■ **Exercise inputs**:
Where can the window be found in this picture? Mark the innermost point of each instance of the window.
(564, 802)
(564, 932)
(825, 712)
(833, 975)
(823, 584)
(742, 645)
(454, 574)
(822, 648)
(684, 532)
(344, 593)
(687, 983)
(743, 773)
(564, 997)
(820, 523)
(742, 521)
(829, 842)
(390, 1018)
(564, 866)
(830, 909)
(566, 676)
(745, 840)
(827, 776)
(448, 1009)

--

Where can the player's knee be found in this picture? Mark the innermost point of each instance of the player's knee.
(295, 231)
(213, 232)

...

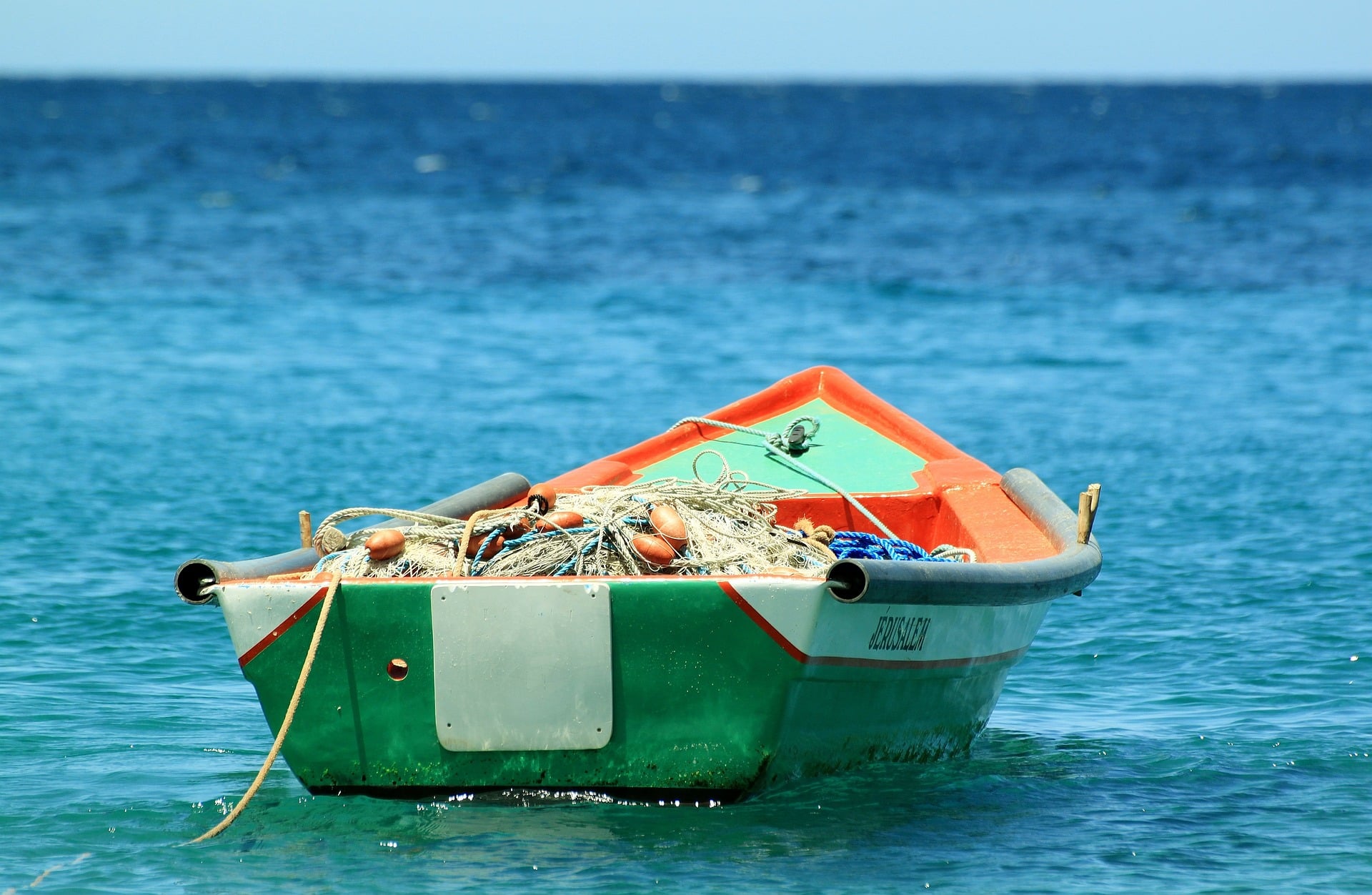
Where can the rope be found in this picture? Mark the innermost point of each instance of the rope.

■ **What you are asked to do**: Please copy out, character for character and with nothing else, the lines starting with the one that contains "Where can the window" and going on through the one that contains "(448, 1009)".

■ **Solution**:
Where can the window be found in this picture? Mark the innermost point of each instance of the window.
(564, 802)
(564, 932)
(825, 712)
(833, 975)
(823, 584)
(742, 645)
(454, 574)
(822, 648)
(684, 532)
(344, 593)
(687, 983)
(743, 773)
(564, 997)
(820, 523)
(742, 521)
(829, 842)
(390, 1018)
(564, 866)
(830, 909)
(566, 676)
(745, 840)
(827, 776)
(448, 1009)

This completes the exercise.